Spatial annotation records:
━━━━━━━━━━

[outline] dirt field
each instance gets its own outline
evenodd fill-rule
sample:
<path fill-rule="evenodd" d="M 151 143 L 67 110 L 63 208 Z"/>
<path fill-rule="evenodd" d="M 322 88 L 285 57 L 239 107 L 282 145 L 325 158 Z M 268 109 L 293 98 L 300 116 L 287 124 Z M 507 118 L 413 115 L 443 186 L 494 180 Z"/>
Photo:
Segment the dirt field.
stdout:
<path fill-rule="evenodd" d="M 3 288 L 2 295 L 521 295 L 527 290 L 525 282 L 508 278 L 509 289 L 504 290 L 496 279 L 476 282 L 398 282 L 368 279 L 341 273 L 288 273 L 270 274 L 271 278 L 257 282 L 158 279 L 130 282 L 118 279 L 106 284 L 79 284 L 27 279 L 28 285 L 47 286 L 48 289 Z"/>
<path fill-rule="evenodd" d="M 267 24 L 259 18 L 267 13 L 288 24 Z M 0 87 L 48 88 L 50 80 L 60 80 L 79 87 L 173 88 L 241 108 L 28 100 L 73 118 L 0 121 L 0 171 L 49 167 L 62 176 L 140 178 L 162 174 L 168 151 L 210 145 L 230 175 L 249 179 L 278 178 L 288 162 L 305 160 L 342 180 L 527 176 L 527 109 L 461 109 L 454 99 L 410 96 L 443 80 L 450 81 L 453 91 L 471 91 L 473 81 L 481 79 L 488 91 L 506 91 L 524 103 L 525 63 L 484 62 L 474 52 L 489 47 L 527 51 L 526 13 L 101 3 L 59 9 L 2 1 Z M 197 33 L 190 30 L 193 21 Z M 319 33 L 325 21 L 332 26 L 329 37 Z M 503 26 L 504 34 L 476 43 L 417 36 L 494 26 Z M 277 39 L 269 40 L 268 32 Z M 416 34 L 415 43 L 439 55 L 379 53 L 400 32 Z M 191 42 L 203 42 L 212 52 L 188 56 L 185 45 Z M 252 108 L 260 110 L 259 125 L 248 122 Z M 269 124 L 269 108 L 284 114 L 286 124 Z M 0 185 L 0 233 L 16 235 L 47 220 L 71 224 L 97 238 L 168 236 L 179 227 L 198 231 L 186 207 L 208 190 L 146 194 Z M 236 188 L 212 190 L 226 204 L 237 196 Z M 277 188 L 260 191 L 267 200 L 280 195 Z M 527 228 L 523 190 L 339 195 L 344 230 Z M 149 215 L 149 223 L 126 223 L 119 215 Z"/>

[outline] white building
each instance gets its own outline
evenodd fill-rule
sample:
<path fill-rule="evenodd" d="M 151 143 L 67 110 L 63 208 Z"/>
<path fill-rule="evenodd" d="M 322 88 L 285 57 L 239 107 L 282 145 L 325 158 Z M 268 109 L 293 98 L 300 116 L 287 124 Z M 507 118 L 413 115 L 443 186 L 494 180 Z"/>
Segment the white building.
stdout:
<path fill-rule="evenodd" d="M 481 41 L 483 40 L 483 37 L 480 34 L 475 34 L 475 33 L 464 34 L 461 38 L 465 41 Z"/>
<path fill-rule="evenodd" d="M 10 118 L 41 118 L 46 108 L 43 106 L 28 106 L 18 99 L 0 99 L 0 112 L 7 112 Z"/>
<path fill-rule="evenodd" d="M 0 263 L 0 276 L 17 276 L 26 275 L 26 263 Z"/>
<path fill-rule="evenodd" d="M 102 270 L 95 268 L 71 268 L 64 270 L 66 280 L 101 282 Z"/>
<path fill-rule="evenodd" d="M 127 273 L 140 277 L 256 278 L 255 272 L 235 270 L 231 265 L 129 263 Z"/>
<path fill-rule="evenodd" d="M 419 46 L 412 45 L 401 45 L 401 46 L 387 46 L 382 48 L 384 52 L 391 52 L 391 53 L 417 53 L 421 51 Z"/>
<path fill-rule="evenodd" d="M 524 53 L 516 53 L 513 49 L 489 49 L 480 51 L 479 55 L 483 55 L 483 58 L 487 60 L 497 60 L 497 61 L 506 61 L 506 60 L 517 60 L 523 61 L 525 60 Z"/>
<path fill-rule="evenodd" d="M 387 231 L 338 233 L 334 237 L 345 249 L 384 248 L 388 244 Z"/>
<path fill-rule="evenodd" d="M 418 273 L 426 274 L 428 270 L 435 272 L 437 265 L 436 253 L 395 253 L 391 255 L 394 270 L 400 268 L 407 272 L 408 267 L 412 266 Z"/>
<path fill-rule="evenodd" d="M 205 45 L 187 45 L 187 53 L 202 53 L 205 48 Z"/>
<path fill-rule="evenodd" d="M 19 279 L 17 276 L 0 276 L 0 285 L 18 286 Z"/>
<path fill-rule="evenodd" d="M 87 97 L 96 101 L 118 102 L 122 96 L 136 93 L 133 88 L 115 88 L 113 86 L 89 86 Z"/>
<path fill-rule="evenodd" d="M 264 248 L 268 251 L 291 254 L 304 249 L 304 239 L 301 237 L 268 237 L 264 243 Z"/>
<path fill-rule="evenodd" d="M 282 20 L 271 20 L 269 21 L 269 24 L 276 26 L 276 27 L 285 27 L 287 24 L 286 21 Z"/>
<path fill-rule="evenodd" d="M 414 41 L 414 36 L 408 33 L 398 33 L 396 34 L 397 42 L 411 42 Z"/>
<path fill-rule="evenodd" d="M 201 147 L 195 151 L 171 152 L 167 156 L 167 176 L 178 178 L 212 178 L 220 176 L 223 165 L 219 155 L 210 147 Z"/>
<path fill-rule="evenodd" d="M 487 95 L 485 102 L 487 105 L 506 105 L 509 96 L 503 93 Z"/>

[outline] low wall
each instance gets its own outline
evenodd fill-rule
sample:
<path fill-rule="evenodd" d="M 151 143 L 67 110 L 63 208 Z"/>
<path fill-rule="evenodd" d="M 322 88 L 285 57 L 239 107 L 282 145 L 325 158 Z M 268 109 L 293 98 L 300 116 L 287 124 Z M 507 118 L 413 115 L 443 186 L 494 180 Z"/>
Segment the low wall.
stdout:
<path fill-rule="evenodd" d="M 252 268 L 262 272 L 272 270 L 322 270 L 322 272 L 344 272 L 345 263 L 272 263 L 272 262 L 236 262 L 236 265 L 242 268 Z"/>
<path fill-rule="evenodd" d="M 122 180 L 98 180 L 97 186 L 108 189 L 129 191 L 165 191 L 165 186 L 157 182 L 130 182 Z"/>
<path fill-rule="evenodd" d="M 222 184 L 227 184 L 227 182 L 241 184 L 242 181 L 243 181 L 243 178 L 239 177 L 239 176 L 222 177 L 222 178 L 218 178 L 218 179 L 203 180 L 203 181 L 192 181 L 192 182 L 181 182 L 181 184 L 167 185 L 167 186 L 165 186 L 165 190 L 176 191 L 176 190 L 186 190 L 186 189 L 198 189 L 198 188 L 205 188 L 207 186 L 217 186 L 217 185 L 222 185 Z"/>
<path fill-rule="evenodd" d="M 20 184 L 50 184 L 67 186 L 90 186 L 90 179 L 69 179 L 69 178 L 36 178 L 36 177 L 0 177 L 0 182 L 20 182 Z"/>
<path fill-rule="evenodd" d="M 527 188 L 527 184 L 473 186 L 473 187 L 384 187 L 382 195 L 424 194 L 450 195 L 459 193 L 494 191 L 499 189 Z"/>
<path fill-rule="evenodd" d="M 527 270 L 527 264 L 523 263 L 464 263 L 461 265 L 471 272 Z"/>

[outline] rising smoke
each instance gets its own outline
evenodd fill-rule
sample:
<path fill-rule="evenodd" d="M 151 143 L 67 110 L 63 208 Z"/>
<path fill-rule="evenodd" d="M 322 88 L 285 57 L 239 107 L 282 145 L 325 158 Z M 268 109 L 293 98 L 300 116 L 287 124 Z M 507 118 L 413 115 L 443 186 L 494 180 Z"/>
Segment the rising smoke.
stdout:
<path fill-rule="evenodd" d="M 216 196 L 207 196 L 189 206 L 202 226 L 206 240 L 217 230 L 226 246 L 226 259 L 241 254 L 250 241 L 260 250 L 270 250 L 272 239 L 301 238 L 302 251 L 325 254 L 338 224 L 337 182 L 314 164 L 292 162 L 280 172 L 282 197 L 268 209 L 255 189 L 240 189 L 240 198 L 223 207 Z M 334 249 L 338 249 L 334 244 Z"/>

━━━━━━━━━━

● **What you need to do**: Everything from the line containing "[outline] rising smoke" to the last line of the entries above should be quoted exactly, and only that.

● **Solution to this task**:
[outline] rising smoke
each instance gets its own outline
evenodd fill-rule
sample:
<path fill-rule="evenodd" d="M 151 143 L 67 110 L 63 208 Z"/>
<path fill-rule="evenodd" d="M 322 88 L 285 57 L 239 107 L 282 145 L 325 158 Z M 268 109 L 293 98 L 300 116 L 287 124 Z M 507 118 L 413 115 L 443 186 L 494 180 Z"/>
Segment the rising smoke.
stdout:
<path fill-rule="evenodd" d="M 216 196 L 207 196 L 189 206 L 202 226 L 206 240 L 217 230 L 226 246 L 226 259 L 241 254 L 250 241 L 260 250 L 270 250 L 272 239 L 301 238 L 302 251 L 325 254 L 338 224 L 337 182 L 314 164 L 292 162 L 280 172 L 282 197 L 268 209 L 255 189 L 240 189 L 240 198 L 223 207 Z M 334 249 L 338 249 L 334 244 Z"/>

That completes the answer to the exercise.